Consigne donnée →
Mettez en forme toutes les lignes des items ci-dessous en tableau Markdown à deux colonnes, « Rang » pour le numéro et « Texte » pour la ligne, en omettant les lignes vides. N'incluez pas les images dans le tableau.

Données fournies →

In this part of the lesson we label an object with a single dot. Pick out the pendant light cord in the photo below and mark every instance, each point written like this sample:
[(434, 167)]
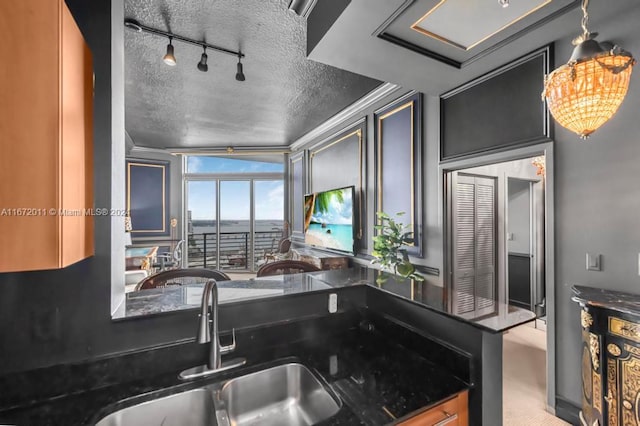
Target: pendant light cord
[(585, 19)]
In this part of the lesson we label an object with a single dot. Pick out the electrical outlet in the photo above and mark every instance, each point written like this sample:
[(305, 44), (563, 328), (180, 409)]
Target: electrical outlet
[(594, 262), (333, 365), (333, 303)]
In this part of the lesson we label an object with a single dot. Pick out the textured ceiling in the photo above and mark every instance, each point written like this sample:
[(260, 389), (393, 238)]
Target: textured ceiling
[(285, 94)]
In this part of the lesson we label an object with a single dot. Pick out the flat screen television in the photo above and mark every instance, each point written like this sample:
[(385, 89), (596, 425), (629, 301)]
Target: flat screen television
[(328, 219)]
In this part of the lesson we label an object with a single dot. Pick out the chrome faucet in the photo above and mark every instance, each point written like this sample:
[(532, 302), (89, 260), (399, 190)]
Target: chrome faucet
[(208, 333)]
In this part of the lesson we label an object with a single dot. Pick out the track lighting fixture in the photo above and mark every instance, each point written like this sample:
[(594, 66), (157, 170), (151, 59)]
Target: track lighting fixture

Réponse rédigée →
| Rang | Texte |
|---|---|
| 1 | In this part of the lesson we label an object with a single dot. Pick out the pendant light cord in the photo below and mark every instance, each point written like this sample: |
| 2 | [(434, 167)] |
| 3 | Target: pendant light cord |
| 4 | [(585, 19)] |
| 5 | In this part of the lesson we label an object with a single dot. Pick out the electrical outlet in the photo above and mark every instance, each point written like this sample: |
| 6 | [(305, 44), (563, 328), (180, 409)] |
| 7 | Target: electrical outlet |
| 8 | [(594, 262), (333, 365), (333, 303)] |
| 9 | In this part of the lesson we label an object with a single dot. Pick out the textured ceiling in the photo above and mark every instance, each point written like this sample: |
| 10 | [(260, 389), (393, 238)] |
| 11 | Target: textured ceiling |
| 12 | [(285, 94)] |
| 13 | In this part of the lesson we label an object with a single dot. Pick out the flat screen television in the photo above and mark every instance, each point written like this sample: |
| 14 | [(385, 89), (596, 425), (629, 301)] |
| 15 | Target: flat screen television |
| 16 | [(328, 219)] |
| 17 | In this part of the lesson we label an object with a single dot. Pick out the chrome faucet in the photo above and mark every instance, each point written like this sample: |
| 18 | [(532, 302), (89, 260), (399, 190)] |
| 19 | Target: chrome faucet |
| 20 | [(208, 333)] |
| 21 | In this part of the lesson we label an object with a single dot. Pick out the track lighting fixture in the photo above and mark every instance, each point written like this sample: |
| 22 | [(594, 66), (157, 170), (151, 59)] |
| 23 | Target: track lighting fixture |